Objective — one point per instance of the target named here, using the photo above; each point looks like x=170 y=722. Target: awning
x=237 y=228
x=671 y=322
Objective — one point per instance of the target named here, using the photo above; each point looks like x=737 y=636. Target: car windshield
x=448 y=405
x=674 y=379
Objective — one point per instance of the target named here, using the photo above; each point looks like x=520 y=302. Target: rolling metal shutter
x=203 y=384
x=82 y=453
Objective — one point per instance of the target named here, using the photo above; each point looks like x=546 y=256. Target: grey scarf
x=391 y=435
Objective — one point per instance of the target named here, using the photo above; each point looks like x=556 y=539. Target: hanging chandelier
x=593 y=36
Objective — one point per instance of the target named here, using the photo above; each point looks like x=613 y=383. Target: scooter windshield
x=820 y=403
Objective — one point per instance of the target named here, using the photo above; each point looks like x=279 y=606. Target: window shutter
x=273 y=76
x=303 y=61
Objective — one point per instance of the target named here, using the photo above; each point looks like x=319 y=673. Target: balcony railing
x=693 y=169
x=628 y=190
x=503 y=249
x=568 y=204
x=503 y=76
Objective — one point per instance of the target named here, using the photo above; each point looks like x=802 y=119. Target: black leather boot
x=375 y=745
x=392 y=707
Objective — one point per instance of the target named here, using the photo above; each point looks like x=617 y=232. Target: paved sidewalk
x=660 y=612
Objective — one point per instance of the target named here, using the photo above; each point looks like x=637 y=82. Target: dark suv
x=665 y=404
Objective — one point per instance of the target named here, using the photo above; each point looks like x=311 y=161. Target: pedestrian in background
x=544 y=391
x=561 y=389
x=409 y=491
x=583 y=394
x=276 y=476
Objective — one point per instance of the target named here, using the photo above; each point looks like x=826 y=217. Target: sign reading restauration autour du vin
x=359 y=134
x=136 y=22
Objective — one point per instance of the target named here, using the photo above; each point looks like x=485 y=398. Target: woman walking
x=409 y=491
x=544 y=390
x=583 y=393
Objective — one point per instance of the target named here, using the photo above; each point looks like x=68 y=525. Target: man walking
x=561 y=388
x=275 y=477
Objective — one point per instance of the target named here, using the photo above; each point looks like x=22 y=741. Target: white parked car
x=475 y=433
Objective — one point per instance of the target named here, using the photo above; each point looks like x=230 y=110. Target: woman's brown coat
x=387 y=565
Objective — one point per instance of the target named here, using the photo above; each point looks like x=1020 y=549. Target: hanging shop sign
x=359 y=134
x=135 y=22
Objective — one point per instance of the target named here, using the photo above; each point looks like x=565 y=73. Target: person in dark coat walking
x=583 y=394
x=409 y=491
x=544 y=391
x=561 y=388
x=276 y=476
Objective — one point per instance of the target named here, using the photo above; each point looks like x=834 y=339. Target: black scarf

· · · · · · ·

● **STATED EXERCISE**
Please rewrite all the entries above, changing every "windshield" to "windscreen" and leaving everything else unchanged.

● **RESULT FOR THIS TASK**
Objective — one point per instance of the target named here, using the photo above; each point looks like x=170 y=722. Target: awning
x=237 y=228
x=671 y=322
Objective — one point per instance of the target named here, using the photo above; each point looks like x=737 y=636. Target: car windscreen
x=448 y=405
x=674 y=379
Objective — one point per instance of the target named here, using the photo above; each point looks like x=520 y=302. Target: rolling metal shutter
x=203 y=384
x=82 y=453
Objective — one point per instance of the target named here, using the photo above; each point looks like x=546 y=256. Target: grey scarf
x=391 y=435
Objective — one point per instance of the target named here, using the photo above; each point looks like x=556 y=539. Target: hanging chandelier
x=593 y=36
Objective — one point per instance of the target named here, using the photo above; each point looks like x=613 y=383. Target: scooter windscreen
x=820 y=403
Objective — one point per instance of the target named here, using the photo above; each point looks like x=279 y=606. Target: window shutter
x=273 y=76
x=303 y=61
Objective — one point per instance of the target named here, using the photo above; each point looks like x=319 y=673. Target: balcony railing
x=693 y=169
x=628 y=190
x=503 y=249
x=568 y=204
x=503 y=76
Objective — one point per instance of the target named here, using the photo above; each point looks like x=802 y=119. Target: black leather boot
x=375 y=745
x=392 y=707
Objective — one point per instance of the target named here, using the photo above; each point looks like x=617 y=232. Target: paved sidewalk
x=660 y=612
Objective — one point per instance of the target named here, using the photo above; each point looks like x=637 y=82. Target: dark suv
x=665 y=404
Objective — one point per instance of the target named here, using the photo above; each point looks like x=311 y=161. Target: pedestrian in background
x=544 y=391
x=561 y=389
x=409 y=491
x=583 y=394
x=276 y=476
Objective — one point per instance of the target named here, using the photo above; each point looks like x=826 y=217. Target: sign reading restauration autour du vin
x=359 y=134
x=136 y=22
Objective — one point per instance of the target named here, using the photo above; each point looks like x=485 y=398. Target: woman walking
x=409 y=491
x=544 y=390
x=583 y=393
Objective — one point per instance of the target named here, using the photo above; each point looks like x=68 y=525. Target: man walking
x=561 y=388
x=275 y=477
Objective — one point per instance of the target named here, using the photo above; each point looks like x=22 y=741. Target: white parked car
x=475 y=433
Objective — one point per instance of the target named here, using the photo above; each point looks like x=230 y=110. Target: woman's brown coat
x=387 y=565
Objective — one point per instance of the target named here, using the photo above; each point looks like x=1020 y=549. Target: hanging shop sign
x=359 y=134
x=135 y=22
Objective — one point per instance of the target named here, using the photo above; each point looks like x=565 y=73. Target: person in dark coat walking
x=583 y=394
x=409 y=491
x=544 y=391
x=561 y=388
x=276 y=476
Objective — one point per instance of the target named here, using the photo above; each point looks like x=834 y=339. Target: black scarf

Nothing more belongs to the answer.